/---

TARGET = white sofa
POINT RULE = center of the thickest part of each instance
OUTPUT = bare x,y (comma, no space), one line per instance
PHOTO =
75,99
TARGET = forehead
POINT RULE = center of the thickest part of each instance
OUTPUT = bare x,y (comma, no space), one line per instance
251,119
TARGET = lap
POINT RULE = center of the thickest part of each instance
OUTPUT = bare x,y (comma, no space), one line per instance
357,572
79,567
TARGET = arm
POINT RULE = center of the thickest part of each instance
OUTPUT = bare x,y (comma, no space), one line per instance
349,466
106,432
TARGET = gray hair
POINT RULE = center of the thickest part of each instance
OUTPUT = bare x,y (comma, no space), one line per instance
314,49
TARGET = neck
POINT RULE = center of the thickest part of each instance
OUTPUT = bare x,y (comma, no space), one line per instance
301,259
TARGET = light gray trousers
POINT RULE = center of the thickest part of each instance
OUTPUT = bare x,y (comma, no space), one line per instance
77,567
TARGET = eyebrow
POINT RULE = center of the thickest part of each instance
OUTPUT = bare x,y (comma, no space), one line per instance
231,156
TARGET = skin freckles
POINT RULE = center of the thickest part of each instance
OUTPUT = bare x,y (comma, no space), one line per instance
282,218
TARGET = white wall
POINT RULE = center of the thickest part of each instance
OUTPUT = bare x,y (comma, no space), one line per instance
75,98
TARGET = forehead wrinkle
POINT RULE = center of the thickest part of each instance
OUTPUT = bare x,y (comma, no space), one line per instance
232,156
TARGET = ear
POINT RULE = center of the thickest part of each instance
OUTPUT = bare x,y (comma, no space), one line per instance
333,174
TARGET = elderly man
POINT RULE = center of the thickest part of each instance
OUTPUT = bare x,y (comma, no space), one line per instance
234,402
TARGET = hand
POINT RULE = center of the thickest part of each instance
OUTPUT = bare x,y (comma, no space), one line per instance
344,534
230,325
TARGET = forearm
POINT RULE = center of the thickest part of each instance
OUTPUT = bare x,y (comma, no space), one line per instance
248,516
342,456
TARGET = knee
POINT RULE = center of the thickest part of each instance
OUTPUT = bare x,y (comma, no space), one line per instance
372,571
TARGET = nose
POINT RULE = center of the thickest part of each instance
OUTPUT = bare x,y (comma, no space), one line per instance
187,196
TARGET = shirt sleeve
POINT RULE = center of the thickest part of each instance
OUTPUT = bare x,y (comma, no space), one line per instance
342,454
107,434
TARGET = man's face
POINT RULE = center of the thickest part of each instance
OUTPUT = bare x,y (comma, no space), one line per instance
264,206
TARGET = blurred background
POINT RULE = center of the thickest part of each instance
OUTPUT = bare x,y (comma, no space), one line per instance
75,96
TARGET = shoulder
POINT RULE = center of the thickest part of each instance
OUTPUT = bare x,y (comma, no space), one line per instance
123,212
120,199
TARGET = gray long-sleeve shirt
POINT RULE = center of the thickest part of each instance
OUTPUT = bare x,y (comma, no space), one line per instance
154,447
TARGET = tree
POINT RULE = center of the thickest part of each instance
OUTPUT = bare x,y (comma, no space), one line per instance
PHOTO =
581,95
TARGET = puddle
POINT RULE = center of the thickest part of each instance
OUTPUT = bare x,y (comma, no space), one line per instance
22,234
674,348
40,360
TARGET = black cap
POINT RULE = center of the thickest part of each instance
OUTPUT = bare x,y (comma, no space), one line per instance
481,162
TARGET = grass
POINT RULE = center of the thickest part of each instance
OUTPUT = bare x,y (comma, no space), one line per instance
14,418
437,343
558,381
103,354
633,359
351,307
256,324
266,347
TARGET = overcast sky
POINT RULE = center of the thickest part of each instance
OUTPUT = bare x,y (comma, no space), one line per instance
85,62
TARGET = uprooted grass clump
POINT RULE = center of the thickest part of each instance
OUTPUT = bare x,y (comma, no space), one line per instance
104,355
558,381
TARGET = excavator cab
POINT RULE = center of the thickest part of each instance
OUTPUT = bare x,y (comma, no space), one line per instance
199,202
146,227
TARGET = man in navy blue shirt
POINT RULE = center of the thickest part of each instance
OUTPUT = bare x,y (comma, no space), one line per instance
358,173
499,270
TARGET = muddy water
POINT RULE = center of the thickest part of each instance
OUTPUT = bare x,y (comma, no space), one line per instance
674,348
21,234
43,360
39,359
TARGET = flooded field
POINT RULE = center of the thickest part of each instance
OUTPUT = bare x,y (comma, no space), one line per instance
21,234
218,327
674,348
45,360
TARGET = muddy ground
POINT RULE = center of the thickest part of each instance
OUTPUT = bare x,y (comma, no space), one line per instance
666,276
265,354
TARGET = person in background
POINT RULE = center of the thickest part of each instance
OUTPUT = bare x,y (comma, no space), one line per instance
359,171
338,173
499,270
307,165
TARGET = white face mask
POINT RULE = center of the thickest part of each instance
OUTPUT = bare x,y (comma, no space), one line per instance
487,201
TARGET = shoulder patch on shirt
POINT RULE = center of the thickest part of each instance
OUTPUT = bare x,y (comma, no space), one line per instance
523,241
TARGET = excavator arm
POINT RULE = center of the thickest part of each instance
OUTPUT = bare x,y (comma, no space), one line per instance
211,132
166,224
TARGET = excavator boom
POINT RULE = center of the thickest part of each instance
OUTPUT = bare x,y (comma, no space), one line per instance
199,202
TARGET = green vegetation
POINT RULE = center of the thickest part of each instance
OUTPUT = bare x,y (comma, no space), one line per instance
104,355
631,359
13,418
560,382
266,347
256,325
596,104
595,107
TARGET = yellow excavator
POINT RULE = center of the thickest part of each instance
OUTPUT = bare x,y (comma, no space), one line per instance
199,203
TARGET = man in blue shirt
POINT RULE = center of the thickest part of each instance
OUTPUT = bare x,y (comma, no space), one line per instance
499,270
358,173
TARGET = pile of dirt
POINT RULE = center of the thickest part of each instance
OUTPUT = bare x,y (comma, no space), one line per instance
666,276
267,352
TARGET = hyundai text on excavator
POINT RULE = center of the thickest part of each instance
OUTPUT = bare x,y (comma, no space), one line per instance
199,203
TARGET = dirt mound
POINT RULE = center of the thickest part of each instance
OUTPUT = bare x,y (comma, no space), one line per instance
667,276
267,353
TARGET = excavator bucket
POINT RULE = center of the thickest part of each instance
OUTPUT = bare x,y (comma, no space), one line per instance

\---

● What you should do: Give back exactly the lines that run from the line with "TARGET = yellow excavator" through the close of the material, counting both ends, and nothing more.

● Complete output:
TARGET = yellow excavator
POINT RULE = center of the thickest part of each instance
OUTPUT = bare x,y (comma, no space), one line per instance
199,203
TARGET = man in blue shirt
POINT RULE = center of the thickest part of each instance
OUTPUT = bare x,y (comma, no space), one line per instance
499,270
358,173
TARGET = pile of dirt
POINT RULE = center of the thickest part of each instance
OUTPUT = bare x,y (comma, no space), one line per instance
666,276
267,352
TARGET = hyundai text on excavator
POINT RULE = center of the thickest part of each instance
OUTPUT = bare x,y (comma, no space), one line per instance
199,203
TARGET = dirt mound
POINT RULE = center of the thickest part of each instance
OUTPUT = bare x,y (comma, no space), one line per instance
667,276
267,353
TARGET = excavator bucket
POINT RULE = center of the thickest part of each instance
OUTPUT = bare x,y (comma, no space), one line per instance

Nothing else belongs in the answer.